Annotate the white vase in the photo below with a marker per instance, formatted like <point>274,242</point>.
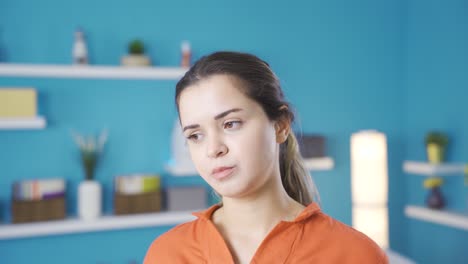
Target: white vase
<point>89,200</point>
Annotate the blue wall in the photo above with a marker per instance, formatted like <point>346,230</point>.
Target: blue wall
<point>437,90</point>
<point>341,63</point>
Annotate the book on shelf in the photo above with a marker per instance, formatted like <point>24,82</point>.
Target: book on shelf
<point>18,102</point>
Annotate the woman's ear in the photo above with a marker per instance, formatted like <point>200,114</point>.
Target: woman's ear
<point>282,128</point>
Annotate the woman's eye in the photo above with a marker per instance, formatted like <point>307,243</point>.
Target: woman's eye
<point>194,137</point>
<point>232,124</point>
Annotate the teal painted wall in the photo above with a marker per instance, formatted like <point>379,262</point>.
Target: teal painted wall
<point>437,84</point>
<point>341,64</point>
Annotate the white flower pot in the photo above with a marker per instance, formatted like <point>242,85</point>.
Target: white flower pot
<point>89,200</point>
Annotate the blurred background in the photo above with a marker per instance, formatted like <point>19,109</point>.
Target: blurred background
<point>399,67</point>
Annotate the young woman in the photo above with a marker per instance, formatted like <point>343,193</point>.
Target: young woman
<point>238,128</point>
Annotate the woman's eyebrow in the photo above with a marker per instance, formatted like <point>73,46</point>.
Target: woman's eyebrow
<point>190,127</point>
<point>218,116</point>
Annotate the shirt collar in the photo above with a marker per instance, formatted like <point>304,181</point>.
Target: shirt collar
<point>310,210</point>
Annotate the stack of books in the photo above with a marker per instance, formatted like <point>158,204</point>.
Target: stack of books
<point>38,200</point>
<point>39,189</point>
<point>136,194</point>
<point>18,108</point>
<point>18,102</point>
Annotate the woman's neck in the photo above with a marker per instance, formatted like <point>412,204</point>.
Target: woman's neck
<point>258,213</point>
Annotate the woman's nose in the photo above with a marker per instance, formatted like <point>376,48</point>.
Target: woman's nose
<point>216,147</point>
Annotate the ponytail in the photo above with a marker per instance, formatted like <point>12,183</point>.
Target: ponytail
<point>295,177</point>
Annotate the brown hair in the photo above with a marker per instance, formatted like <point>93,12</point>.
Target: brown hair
<point>262,86</point>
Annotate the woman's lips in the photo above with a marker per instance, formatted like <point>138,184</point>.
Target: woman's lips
<point>220,173</point>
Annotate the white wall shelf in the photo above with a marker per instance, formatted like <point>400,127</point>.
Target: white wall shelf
<point>22,123</point>
<point>181,170</point>
<point>91,71</point>
<point>443,217</point>
<point>105,223</point>
<point>317,164</point>
<point>428,169</point>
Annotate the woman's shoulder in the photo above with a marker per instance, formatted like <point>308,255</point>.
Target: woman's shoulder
<point>337,239</point>
<point>172,244</point>
<point>183,243</point>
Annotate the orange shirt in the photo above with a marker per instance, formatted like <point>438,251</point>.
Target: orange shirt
<point>313,237</point>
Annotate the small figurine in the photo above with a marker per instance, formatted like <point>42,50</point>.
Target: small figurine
<point>186,54</point>
<point>80,52</point>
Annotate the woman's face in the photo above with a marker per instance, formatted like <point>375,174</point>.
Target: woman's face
<point>232,142</point>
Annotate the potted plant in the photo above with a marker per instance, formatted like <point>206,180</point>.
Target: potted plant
<point>434,199</point>
<point>136,54</point>
<point>90,191</point>
<point>436,143</point>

OBJECTIVE: Reproduce all of the data above word for word, leaving out any pictures.

EXERCISE RESPONSE:
Annotate the white vase in the photo below with a marker per instance, formatted like <point>274,242</point>.
Target: white vase
<point>89,200</point>
Annotate the blue wall in the photo above with a marker per instance, formatted like <point>346,230</point>.
Target: blue wall
<point>437,90</point>
<point>341,63</point>
Annotate the book on shelf in the photo above with a marker per instance, formatted like <point>24,82</point>.
Target: book on shelf
<point>18,102</point>
Annotate the woman's ear in the photo above with a marker per instance, formatted like <point>200,114</point>.
Target: woman's ear
<point>282,128</point>
Annotate the woman's eye in the photo above with a marker per instance, formatted like <point>307,243</point>.
Target: woman's eye
<point>194,137</point>
<point>232,124</point>
Annotate the teal painted wall in the photo above with a marker per instance, formatted like <point>379,262</point>.
Target: teal painted wall
<point>437,84</point>
<point>341,64</point>
Annotate the white flower pot in the photo above with a marker per instance, formatted like <point>242,85</point>.
Target: white flower pot
<point>89,200</point>
Annotate the blurred background in the photo above with a marker per instance, formatted like <point>19,109</point>.
Target: blurred background
<point>399,67</point>
Annotate the young woman in the photo above with a marker per instance, formatted like <point>343,193</point>.
Target: young woman
<point>238,128</point>
Annotate the woman's eyebrow in the photo above with a marker per instance, formatted like <point>73,46</point>.
Target: woman's eyebrow
<point>190,127</point>
<point>218,116</point>
Annotate the shirt collar in the photo above with a marker per instance, formatted like <point>304,181</point>.
Target: shirt collar
<point>310,210</point>
Annotate the stack of books in the photo above with a marker per instance, formatted like <point>158,204</point>.
Target: stack of books
<point>38,200</point>
<point>39,189</point>
<point>136,194</point>
<point>18,108</point>
<point>18,102</point>
Annotate the woman's neck in the photo above with a marker per instance, formatted like <point>412,204</point>.
Target: woman's neck
<point>258,213</point>
Annotate the woman's nose in the photo above with a marker per instance, formatted like <point>376,48</point>.
Target: woman's nose
<point>216,147</point>
Annotate the ponytail in the photo above with a marker per instance, formatted like <point>12,183</point>.
Target: ponytail
<point>295,177</point>
Annotate the brown hair in the photo above with a marker per instance, formatted like <point>93,12</point>.
Target: brown hair
<point>262,86</point>
Annotate the woman's lips in the photo above with a marker per instance, formatted like <point>138,184</point>.
Target: woman's lips
<point>220,173</point>
Annotate the white wall shelf in the photo above with a marker per instance, formatted like <point>400,127</point>.
Target: white wall shelf
<point>22,123</point>
<point>181,170</point>
<point>91,71</point>
<point>443,217</point>
<point>105,223</point>
<point>317,164</point>
<point>428,169</point>
Annotate the woman's shoulder in the photo above with a marker per instance, formatted like <point>308,255</point>.
Target: woman's shoulder
<point>337,239</point>
<point>172,244</point>
<point>183,243</point>
Annotate the orange shirt in the photo above with a marker per instance, formatted like <point>438,251</point>.
Target: orange shirt
<point>313,237</point>
Annotate the small figurine in the photo above with a marker per instance, formatted like <point>42,50</point>.
Target: small figurine
<point>186,54</point>
<point>80,52</point>
Annotate the woman's face in the photo above with a marker per instance, formatted like <point>375,174</point>.
Target: woman's face
<point>232,142</point>
Annotate the potted plant in the photo above with a marker per instance, formatted like <point>206,180</point>.
Target: potted plant
<point>434,199</point>
<point>136,54</point>
<point>90,191</point>
<point>436,143</point>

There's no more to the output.